Source excerpt ::
□ □ □ □ □

- Conference: Independent
- Record: 10–0
- Head coach: Eddie Reed (1st season);
- Home stadium: Loyola Stadium

= 1926 Loyola Wolf Pack football team =

American college football season

The 1926 Loyola Wolf Pack football team was an American football team that represented Loyola College of New Orleans (now known as Loyola University New Orleans) as an independent during the 1926 college football season. In its first and only season under head coach Eddie Reed, the team compiled a 10–0 record, shut out seven of ten opponents, and outscored all opponents by a total of 355 to 30.

□ □ □ □ □

Exercise 1 :: Count the lines of the records that contain the string "water", treating uppercase and lowercase as distinct, and give only the number.
The records that follow are unrelated to the team profile.

Dataset items
□ □ □ □ □

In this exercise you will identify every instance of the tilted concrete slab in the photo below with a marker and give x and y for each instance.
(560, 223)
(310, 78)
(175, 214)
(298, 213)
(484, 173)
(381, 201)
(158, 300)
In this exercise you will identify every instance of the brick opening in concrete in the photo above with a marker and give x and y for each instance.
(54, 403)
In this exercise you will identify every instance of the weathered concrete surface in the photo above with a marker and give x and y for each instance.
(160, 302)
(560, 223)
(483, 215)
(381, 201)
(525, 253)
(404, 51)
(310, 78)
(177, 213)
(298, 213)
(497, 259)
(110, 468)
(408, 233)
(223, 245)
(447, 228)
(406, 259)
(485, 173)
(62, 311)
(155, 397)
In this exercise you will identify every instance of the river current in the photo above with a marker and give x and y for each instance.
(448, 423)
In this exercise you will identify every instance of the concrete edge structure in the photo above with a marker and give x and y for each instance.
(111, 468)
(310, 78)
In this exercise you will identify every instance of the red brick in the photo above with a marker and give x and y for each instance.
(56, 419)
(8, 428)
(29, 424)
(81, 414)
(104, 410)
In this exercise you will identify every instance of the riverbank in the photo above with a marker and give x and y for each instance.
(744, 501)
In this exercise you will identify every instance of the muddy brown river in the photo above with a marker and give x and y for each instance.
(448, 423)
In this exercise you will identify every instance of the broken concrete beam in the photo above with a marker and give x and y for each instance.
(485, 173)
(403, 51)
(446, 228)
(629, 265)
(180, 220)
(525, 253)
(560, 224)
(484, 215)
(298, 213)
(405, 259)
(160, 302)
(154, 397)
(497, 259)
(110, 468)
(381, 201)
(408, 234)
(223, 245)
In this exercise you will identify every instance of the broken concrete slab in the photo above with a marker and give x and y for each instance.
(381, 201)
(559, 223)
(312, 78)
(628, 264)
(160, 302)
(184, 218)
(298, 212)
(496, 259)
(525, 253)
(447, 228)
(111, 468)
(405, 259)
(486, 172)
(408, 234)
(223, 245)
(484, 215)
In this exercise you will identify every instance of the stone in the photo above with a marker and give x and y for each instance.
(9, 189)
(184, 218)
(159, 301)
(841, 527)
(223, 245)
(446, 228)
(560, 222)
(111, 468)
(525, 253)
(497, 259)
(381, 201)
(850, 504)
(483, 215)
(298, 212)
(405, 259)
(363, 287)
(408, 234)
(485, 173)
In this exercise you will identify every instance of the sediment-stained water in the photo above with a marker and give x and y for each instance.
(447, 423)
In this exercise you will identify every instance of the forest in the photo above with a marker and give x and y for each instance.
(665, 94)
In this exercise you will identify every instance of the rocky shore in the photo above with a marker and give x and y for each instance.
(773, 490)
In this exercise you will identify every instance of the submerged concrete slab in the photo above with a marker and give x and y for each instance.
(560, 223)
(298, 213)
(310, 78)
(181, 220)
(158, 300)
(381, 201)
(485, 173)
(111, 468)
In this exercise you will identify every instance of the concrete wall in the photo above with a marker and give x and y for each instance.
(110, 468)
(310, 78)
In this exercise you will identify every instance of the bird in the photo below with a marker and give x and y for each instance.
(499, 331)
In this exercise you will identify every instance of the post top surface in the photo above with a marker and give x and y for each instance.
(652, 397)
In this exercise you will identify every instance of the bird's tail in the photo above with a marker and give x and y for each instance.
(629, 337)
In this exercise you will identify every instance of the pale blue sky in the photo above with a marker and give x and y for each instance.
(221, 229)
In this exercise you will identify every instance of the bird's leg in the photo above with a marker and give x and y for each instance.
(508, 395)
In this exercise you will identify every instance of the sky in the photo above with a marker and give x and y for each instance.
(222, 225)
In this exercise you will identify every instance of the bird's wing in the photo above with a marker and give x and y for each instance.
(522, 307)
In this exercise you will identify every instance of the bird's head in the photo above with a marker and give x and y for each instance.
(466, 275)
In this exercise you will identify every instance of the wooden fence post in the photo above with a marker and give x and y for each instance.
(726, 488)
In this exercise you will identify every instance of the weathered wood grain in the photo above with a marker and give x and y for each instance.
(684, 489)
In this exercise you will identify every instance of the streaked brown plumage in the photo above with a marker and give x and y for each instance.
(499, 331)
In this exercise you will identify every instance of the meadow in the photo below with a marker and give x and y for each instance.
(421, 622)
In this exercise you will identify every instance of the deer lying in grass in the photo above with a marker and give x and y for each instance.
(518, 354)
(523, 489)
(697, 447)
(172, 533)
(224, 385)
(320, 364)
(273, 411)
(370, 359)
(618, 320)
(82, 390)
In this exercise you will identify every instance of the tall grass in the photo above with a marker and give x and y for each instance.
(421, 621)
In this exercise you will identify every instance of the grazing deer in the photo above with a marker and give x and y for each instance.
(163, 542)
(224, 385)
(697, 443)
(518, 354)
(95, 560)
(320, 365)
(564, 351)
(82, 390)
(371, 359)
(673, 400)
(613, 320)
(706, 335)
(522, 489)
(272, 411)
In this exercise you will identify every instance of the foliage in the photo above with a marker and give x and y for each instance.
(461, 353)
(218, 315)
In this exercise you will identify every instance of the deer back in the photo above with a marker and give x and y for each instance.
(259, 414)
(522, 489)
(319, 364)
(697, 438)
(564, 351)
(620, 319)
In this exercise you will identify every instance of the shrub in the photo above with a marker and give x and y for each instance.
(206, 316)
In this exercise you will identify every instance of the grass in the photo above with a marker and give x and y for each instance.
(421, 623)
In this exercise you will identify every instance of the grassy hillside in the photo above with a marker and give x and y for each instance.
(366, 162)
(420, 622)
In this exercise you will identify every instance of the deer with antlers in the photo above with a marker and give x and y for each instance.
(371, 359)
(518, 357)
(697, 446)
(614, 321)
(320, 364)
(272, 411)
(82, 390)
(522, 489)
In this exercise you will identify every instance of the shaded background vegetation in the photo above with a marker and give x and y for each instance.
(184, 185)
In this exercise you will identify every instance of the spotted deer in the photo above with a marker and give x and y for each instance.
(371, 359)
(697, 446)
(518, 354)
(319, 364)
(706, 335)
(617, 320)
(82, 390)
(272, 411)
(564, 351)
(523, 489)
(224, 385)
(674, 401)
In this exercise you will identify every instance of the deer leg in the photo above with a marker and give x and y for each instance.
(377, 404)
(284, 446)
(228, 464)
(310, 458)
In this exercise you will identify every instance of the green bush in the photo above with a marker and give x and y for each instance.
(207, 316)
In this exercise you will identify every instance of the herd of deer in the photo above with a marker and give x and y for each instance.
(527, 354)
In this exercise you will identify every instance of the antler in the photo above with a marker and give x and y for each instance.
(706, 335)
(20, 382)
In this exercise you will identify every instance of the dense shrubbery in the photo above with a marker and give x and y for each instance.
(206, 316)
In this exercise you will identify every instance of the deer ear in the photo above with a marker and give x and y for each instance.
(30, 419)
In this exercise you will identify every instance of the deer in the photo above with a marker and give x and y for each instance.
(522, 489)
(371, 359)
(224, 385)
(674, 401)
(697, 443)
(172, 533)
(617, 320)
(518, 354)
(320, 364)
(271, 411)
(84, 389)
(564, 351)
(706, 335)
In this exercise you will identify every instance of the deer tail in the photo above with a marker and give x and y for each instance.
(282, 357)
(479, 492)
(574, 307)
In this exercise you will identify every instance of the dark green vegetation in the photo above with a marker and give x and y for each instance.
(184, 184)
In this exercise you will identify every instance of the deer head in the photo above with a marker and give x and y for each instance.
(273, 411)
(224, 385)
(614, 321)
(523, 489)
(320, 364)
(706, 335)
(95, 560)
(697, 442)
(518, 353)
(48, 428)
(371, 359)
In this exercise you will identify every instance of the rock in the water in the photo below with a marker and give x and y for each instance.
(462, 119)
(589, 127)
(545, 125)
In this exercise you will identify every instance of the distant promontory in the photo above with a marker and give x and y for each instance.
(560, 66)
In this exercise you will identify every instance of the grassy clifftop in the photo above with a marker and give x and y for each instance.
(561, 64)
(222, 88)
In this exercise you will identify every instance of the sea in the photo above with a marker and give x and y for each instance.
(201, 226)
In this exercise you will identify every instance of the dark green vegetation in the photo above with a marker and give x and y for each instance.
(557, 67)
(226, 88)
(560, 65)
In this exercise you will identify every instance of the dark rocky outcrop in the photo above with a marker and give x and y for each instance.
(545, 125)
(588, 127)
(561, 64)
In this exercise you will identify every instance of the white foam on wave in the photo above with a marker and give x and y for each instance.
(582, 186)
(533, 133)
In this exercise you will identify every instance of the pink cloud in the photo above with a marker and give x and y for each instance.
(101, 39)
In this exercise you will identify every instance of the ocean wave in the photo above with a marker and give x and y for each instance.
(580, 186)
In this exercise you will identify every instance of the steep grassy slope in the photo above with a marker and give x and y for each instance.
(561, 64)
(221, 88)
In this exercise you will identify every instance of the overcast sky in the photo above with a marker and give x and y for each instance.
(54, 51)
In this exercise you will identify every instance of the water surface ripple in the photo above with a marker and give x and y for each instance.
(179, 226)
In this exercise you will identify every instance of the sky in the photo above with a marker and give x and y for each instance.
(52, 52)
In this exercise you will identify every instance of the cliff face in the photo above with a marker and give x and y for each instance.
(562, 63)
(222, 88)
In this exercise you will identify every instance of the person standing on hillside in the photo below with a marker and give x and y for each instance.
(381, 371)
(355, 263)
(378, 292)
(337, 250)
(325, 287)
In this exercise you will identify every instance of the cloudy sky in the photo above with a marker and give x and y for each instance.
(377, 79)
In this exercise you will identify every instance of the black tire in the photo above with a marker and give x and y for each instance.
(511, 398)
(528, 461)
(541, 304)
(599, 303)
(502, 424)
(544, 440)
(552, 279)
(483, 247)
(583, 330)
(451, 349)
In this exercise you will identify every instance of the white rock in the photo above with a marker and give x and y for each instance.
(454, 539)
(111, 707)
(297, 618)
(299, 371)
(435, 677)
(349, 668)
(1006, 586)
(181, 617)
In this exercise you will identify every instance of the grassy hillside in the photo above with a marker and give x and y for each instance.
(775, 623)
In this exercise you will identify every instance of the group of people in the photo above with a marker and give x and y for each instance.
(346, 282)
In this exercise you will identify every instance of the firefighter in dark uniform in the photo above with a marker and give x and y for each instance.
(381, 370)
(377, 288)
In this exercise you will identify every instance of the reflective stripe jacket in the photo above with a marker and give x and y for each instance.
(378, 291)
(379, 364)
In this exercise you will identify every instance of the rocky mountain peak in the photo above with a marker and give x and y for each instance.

□ □ □ □ □

Exercise 2 :: Copy the passage of the team profile between "- Conference: Independent" and "of 355 to 30.", inclusive.

Exercise answer 1 :: 3

Exercise answer 2 ::
- Conference: Independent
- Record: 10–0
- Head coach: Eddie Reed (1st season);
- Home stadium: Loyola Stadium

= 1926 Loyola Wolf Pack football team =

American college football season

The 1926 Loyola Wolf Pack football team was an American football team that represented Loyola College of New Orleans (now known as Loyola University New Orleans) as an independent during the 1926 college football season. In its first and only season under head coach Eddie Reed, the team compiled a 10–0 record, shut out seven of ten opponents, and outscored all opponents by a total of 355 to 30.